Dataset records:
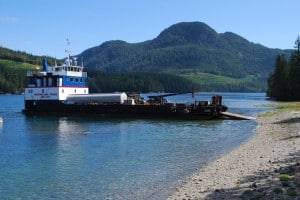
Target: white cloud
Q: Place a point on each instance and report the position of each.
(9, 20)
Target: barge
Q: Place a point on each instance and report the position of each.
(63, 90)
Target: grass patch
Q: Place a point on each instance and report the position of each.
(277, 190)
(291, 192)
(280, 107)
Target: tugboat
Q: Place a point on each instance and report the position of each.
(63, 90)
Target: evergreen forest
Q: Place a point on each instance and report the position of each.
(284, 81)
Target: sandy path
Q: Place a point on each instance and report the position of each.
(253, 170)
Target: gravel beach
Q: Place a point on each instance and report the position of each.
(265, 167)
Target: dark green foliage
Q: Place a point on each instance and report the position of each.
(13, 76)
(187, 48)
(137, 82)
(284, 82)
(23, 57)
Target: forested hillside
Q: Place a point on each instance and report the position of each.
(191, 50)
(13, 68)
(184, 56)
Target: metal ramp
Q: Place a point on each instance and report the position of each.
(230, 115)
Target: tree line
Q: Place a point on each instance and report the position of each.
(284, 81)
(137, 82)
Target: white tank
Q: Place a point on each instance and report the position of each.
(97, 98)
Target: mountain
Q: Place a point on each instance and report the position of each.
(191, 50)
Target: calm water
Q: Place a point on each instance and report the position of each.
(82, 158)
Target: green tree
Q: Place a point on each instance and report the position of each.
(294, 73)
(278, 84)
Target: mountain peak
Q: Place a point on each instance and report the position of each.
(187, 32)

#### ABOUT THIS TASK
Retype each line above precisely, please. Skip anything that is a picture.

#### RESULT OF THIS EXERCISE
Target: white cloud
Q: Place a point on each instance and report the position of each.
(9, 20)
Target: barge
Q: Place a point on each instance and report the position of each.
(63, 90)
Target: grass patch
Q: Place a point on each instance and report the position of each.
(277, 190)
(291, 192)
(280, 107)
Target: tugboat
Q: Place a point on each instance and report the position of each.
(63, 90)
Target: evergreen forest
Q: Place a point on each instance and report the position of each.
(284, 81)
Target: sandy path
Q: Place a point on each instance and report the position of each.
(253, 170)
Target: gravel beach
Q: Place a point on each instance and report the position of each.
(265, 167)
Target: dark green foliage
Q: Place a point on each instance and report the position of each.
(13, 76)
(187, 48)
(137, 82)
(284, 82)
(23, 57)
Target: forested hillside
Q: Place a point on each instance and report the position of each.
(191, 50)
(13, 68)
(184, 56)
Target: metal ramp
Q: Place a point on each instance and report the position of each.
(230, 115)
Target: tree line
Q: Place a point on each instance and report the position of each.
(284, 81)
(137, 82)
Target: white tank
Q: Place a point on each instance and report the position of each.
(97, 98)
Target: mountain
Q: Place a point on each instance and report the position of each.
(191, 50)
Target: calm water
Q: Place a point on each instance and report the position of each.
(82, 158)
Target: green tree
Q: Place a point on each instance and report the position of each.
(294, 73)
(278, 84)
Target: mountain peak
Q: Place a point on each instance and report the position of each.
(187, 32)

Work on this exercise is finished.